▶ **Page extract**:
================
# PaddlePaddle BYOS

## Pre-requisites

This notebook shows how to use the SageMaker Python SDK to run your code in a local container before deploying to SageMaker's managed training or hosting environments.  This can speed up iterative testing and debugging while using the same familiar Python SDK interface.  Just change your estimator's `train_instance_type` to `local` (or `local_gpu` if you're using an ml.p2 or ml.p3 notebook instance).

In order to use this feature you'll need to install docker-compose (and nvidia-docker if training with a GPU).

**Note, you can only run a single local notebook at one time.**

In [None]:
# !/bin/bash ./utils/setup.sh

## Overview

The **SageMaker Python SDK** helps you deploy your models for training and hosting in optimized, productions ready containers in SageMaker. The SageMaker Python SDK is easy to use, modular, extensible and compatible with TensorFlow, MXNet, PyTorch and Chainer. This tutorial focuses on how to create a convolutional neural network model to train the [Cifar10 dataset](https://www.cs.toronto.edu/~kriz/cifar.html) using **PyTorch in local mode**.
================
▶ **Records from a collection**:

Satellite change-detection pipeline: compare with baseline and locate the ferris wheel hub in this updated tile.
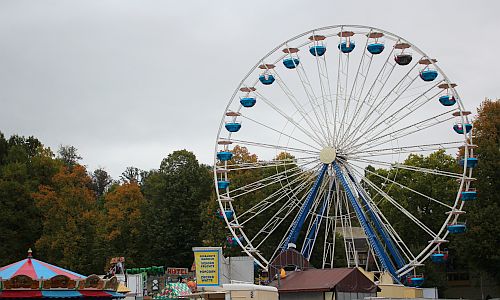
[319,147,337,164]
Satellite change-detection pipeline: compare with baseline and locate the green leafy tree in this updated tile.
[99,182,146,266]
[364,150,460,289]
[57,145,82,167]
[142,150,212,266]
[457,99,500,283]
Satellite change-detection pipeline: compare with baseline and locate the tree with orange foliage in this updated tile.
[102,181,146,264]
[33,164,102,274]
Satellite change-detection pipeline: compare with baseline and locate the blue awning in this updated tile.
[42,290,83,298]
[106,291,125,298]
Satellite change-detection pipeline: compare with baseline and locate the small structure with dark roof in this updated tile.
[0,249,125,300]
[271,268,379,300]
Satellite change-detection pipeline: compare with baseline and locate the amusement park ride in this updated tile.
[214,25,477,286]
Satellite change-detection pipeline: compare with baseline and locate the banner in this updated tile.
[167,267,188,275]
[193,247,222,287]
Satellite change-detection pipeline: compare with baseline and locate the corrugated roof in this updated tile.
[271,268,377,293]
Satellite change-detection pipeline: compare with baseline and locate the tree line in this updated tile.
[0,100,500,286]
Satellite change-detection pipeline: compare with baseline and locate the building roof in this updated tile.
[271,268,378,293]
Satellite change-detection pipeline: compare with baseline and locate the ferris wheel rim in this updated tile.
[214,25,472,280]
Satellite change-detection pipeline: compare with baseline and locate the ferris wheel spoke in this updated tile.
[341,49,406,148]
[342,162,438,238]
[256,92,321,145]
[231,139,320,156]
[315,45,333,145]
[350,84,441,148]
[240,166,320,225]
[226,157,314,172]
[349,158,463,179]
[241,115,321,149]
[344,158,455,209]
[335,51,351,143]
[339,30,376,142]
[274,70,326,145]
[295,51,331,142]
[222,155,318,173]
[349,140,464,158]
[301,177,330,260]
[342,63,418,145]
[252,178,313,251]
[342,163,415,268]
[229,161,316,199]
[348,109,455,151]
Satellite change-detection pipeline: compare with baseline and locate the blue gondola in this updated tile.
[226,236,241,246]
[240,97,257,107]
[309,45,326,56]
[431,251,448,264]
[407,275,424,287]
[420,69,438,81]
[217,151,233,161]
[259,74,275,85]
[460,190,477,201]
[217,180,229,189]
[338,42,356,53]
[453,123,472,134]
[225,122,241,132]
[283,57,300,69]
[366,43,385,54]
[217,209,234,220]
[460,157,477,168]
[439,95,457,106]
[447,223,467,233]
[394,53,412,66]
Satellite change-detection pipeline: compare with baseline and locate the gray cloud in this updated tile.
[0,0,500,177]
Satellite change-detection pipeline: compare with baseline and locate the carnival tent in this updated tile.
[0,249,125,300]
[0,256,86,280]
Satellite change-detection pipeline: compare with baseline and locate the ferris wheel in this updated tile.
[214,25,477,286]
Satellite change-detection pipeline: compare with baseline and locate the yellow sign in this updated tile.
[193,247,221,287]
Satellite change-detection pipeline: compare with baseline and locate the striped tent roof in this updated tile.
[0,252,86,280]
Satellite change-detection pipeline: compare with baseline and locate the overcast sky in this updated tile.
[0,0,500,178]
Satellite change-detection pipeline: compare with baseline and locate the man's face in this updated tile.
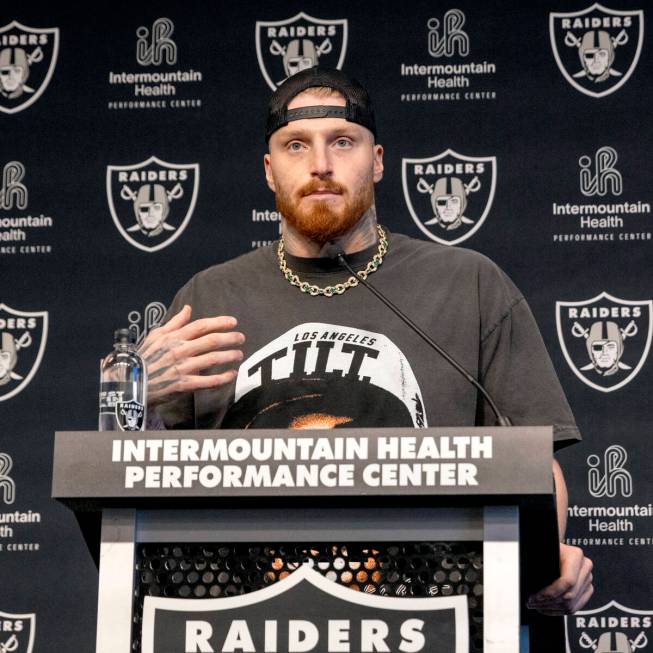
[435,195,462,224]
[583,48,610,76]
[264,94,383,244]
[138,202,163,229]
[592,340,619,370]
[0,66,23,92]
[0,350,12,379]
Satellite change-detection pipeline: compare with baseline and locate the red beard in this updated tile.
[275,179,374,245]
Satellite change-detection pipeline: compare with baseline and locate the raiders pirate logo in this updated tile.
[549,3,644,97]
[0,610,36,653]
[0,20,59,113]
[107,156,200,252]
[256,11,347,91]
[565,601,653,653]
[116,399,145,431]
[401,149,497,245]
[556,292,653,392]
[0,303,48,401]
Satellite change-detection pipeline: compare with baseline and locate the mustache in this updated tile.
[299,179,345,197]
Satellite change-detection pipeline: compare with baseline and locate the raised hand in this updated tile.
[139,305,245,407]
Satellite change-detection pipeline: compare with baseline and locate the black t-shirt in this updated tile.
[158,229,580,447]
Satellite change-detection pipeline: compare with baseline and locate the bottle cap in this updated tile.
================
▶ **Short task A**:
Please copy out the SageMaker local mode page, beginning at the words "# PaddlePaddle BYOS" and stopping after "with a GPU).", and rename "docker-compose" to "Docker Compose" wherever it occurs in that part.
▶ **Short task B**:
Write the next part of the SageMaker local mode page, starting right after its final sentence.

▶ **Response A**:
# PaddlePaddle BYOS

## Pre-requisites

This notebook shows how to use the SageMaker Python SDK to run your code in a local container before deploying to SageMaker's managed training or hosting environments.  This can speed up iterative testing and debugging while using the same familiar Python SDK interface.  Just change your estimator's `train_instance_type` to `local` (or `local_gpu` if you're using an ml.p2 or ml.p3 notebook instance).

In order to use this feature you'll need to install Docker Compose (and nvidia-docker if training with a GPU).

▶ **Response B**:
### Set up the environment

This notebook was created and tested on a single ml.p2.xlarge notebook instance.

Let's start by specifying:

- The S3 bucket and prefix that you want to use for training and model data. This should be within the same region as the Notebook Instance, training, and hosting.
- The IAM role arn used to give training and hosting access to your data. See the documentation for how to create these. Note, if more than one role is required for notebook instances, training, and/or hosting, please replace the sagemaker.get_execution_role() with appropriate full IAM role arn string(s).

In [3]:
import os
import sagemaker

sagemaker_session = sagemaker.Session()

bucket = sagemaker_session.default_bucket()
prefix = 'sagemaker/DEMO-PaddleNLP-DuUIE'

role = sagemaker.get_execution_role()

In [None]:
# import subprocess

# instance_type = 'local'

# if subprocess.call('nvidia-smi') == 0:
#     ## Set type to GPU if one is present
#     instance_type = 'local_gpu'
    
# print("Instance type = " + instance_type)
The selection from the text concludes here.